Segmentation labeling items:
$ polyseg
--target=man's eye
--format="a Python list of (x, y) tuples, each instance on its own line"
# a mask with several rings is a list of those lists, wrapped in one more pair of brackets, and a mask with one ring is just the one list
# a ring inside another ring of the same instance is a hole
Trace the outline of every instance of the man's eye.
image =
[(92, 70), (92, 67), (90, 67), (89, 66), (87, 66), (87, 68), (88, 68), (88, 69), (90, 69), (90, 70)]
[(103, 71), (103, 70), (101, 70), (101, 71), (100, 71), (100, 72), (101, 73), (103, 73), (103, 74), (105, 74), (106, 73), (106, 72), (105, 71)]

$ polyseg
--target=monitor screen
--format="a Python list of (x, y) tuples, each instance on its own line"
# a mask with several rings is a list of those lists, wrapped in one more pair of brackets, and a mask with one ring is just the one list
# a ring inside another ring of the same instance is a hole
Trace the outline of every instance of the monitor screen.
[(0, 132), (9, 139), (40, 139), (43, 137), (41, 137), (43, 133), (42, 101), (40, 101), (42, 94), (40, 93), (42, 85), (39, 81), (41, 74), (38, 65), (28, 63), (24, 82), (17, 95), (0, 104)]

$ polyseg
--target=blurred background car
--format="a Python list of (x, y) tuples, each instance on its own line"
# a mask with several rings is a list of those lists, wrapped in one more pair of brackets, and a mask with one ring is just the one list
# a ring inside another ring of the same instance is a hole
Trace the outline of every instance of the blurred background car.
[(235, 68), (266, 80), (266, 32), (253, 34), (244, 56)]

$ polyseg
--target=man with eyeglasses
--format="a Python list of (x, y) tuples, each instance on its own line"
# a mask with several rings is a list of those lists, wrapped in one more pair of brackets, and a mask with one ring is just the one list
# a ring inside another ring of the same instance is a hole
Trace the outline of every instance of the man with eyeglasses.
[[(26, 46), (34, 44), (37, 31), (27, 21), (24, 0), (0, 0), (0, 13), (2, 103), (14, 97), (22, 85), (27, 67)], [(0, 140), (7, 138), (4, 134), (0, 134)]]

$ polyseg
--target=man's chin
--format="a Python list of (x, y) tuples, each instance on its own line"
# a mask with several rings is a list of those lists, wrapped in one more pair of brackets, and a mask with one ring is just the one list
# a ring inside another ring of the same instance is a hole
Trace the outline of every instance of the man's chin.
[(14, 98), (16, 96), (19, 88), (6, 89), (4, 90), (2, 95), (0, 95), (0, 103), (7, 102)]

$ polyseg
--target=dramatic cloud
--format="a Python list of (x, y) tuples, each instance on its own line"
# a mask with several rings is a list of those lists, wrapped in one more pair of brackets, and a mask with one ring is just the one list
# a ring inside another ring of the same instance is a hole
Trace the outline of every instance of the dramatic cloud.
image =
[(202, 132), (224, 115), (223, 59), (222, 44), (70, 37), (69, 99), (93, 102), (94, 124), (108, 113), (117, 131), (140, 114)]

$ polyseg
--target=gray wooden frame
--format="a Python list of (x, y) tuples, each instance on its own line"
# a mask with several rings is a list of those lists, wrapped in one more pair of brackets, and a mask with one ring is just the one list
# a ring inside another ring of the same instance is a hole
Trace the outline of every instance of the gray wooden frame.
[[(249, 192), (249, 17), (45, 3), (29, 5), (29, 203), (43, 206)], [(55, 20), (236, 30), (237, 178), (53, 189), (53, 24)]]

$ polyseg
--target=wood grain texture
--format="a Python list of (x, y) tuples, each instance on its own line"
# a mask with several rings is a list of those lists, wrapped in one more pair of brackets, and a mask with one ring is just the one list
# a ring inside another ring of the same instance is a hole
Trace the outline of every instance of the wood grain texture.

# EXERCISE DIRECTIONS:
Pull out every line of the listing above that contains the word "background", and copy each one unchanged.

# REPLY TO THE TASK:
--target=blurred background car
Trace the outline of every instance of the blurred background car.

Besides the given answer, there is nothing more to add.